WHAT IS BEING ASKED — Copy every line of the material below word for word, with nothing changed.

[Data entries]
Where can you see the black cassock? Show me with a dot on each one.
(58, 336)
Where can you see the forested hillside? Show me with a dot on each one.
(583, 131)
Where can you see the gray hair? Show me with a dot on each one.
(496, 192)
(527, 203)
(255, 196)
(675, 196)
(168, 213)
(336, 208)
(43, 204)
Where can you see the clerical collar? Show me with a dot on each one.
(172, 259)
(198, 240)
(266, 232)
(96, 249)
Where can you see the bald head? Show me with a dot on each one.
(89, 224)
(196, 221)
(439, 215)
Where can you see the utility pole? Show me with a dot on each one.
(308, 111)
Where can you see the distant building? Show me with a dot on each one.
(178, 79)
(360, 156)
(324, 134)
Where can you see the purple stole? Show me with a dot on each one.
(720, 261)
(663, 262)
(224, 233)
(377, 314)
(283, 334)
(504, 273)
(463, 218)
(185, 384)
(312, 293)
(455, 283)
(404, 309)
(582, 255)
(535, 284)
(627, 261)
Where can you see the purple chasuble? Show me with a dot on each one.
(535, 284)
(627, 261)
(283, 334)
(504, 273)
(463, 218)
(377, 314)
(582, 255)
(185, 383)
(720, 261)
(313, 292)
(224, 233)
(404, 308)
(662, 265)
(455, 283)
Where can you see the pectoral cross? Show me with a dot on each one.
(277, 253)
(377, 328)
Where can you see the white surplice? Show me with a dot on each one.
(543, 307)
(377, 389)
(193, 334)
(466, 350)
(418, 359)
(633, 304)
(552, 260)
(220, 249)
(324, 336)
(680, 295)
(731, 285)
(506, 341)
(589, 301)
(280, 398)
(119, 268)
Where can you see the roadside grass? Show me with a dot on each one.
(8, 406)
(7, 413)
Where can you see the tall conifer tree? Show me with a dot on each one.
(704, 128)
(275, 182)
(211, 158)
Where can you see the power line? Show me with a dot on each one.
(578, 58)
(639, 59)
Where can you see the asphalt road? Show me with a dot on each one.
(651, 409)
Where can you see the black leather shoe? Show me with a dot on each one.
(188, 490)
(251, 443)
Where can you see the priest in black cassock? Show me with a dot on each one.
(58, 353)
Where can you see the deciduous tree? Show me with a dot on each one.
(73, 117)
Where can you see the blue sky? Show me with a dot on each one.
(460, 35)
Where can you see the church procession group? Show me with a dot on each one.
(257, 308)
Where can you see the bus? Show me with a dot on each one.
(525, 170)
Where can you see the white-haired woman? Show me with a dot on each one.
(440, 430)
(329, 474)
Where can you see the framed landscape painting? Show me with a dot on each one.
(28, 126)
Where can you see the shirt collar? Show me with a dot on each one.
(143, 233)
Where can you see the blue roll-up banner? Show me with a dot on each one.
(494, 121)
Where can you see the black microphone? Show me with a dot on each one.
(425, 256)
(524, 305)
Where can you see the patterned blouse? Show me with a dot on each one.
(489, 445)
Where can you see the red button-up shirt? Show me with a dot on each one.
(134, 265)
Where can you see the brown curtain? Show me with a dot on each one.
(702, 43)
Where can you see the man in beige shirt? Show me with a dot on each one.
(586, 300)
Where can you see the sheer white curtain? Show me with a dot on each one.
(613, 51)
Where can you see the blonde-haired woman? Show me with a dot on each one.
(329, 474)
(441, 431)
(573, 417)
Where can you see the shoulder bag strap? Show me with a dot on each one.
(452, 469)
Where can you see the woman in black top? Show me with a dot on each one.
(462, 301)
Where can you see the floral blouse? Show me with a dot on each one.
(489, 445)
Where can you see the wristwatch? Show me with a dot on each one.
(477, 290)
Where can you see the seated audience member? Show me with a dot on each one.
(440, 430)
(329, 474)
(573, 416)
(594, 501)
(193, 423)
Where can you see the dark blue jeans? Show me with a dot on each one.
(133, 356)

RESPONSE —
Where can you see the black cassock? Show me with a dot on each one.
(58, 336)
Where can you see the forested hillside? Show me with a dot on each one.
(583, 131)
Where can you see the gray hair? Show me with a dot on each one.
(496, 192)
(527, 203)
(255, 196)
(675, 196)
(168, 213)
(336, 208)
(43, 204)
Where can you see the clerical collar? Show me with a dot on each one.
(172, 259)
(198, 240)
(266, 232)
(96, 249)
Where can you see the bald head? Show me with a dot on each one.
(89, 224)
(196, 221)
(439, 215)
Where can you see the utility pole? Show me with a dot on each one.
(308, 111)
Where can you see the distant building? Show me with a dot on each one.
(178, 79)
(360, 156)
(324, 134)
Where can you see the purple stole? Show me with a dot on each one.
(720, 261)
(663, 262)
(224, 233)
(377, 314)
(283, 334)
(504, 273)
(463, 218)
(185, 384)
(312, 293)
(455, 283)
(404, 309)
(582, 255)
(535, 284)
(627, 261)
Where can you see the purple chasuble? Show me with a dot on each one.
(535, 284)
(627, 261)
(283, 334)
(504, 273)
(463, 218)
(377, 314)
(582, 255)
(185, 383)
(720, 261)
(313, 292)
(224, 233)
(404, 308)
(662, 265)
(455, 283)
Where can you see the pectoral cross? Show me with a dot on each one.
(277, 253)
(377, 328)
Where can you see the white surplice? Show me with a dot on each one.
(543, 307)
(377, 389)
(193, 334)
(466, 350)
(418, 359)
(633, 304)
(552, 260)
(220, 249)
(324, 336)
(680, 295)
(731, 285)
(506, 341)
(589, 301)
(280, 398)
(119, 268)
Where can you see the roadside grass? Show me with a dot on each one.
(8, 406)
(7, 413)
Where can you see the tall conifer tree? Show me with a dot on each one.
(704, 128)
(275, 182)
(211, 158)
Where can you see the power line? Show me with a dot on each one.
(578, 58)
(639, 59)
Where can you see the asphalt road? Show me with a dot on each one.
(651, 409)
Where can you see the black leather shoe? Show me with a dot on each one.
(188, 490)
(251, 443)
Where can you see the priest in black cassock? Show me with a dot on each one.
(58, 353)
Where can you see the deciduous tree? Show me with a dot on each one.
(73, 117)
Where can you see the blue sky? Show me with a dot on each one.
(460, 35)
Where can you see the church procession group? Show me with a dot on each one.
(257, 308)
Where can you see the bus? Show me with a dot on each one.
(525, 170)
Where can you see the white-haired woman? Show me with a dot on each one.
(440, 430)
(329, 474)
Where can you see the framed landscape painting? Show me with a dot on each one.
(28, 126)
Where can you see the shirt collar? Show me with a dot on each one.
(143, 233)
Where can you see the blue roll-up banner? Show me with a dot on each one.
(494, 121)
Where can you see the black microphone? Show me with a dot on each one.
(425, 256)
(524, 305)
Where can you see the patterned blouse? Show me with a dot on each one.
(489, 445)
Where can you see the red button-up shirt? Show me with a dot on each one.
(134, 265)
Where can you see the brown curtain? Show me with a dot on each one.
(702, 43)
Where can you see the man in beige shirt? Show me with a dot on each one.
(586, 300)
Where can you see the sheer white curtain? Show me with a dot on each one.
(613, 51)
Where can you see the blonde-haired woman? Show me with a dot on each one.
(329, 474)
(441, 431)
(573, 417)
Where can you see the shoulder bag strap? Show me with a dot on each one.
(452, 469)
Where can you see the woman in black top? Show me with a dot on each one.
(462, 301)
Where can you see the floral blouse? Show me with a dot on each one.
(489, 445)
Where can you see the wristwatch? Show me with a dot on each one.
(477, 290)
Where can you see the seated audience member? Show me with a dot on each one.
(440, 430)
(329, 474)
(573, 416)
(594, 501)
(193, 423)
Where can you see the dark blue jeans? Show me with a dot on each one.
(133, 356)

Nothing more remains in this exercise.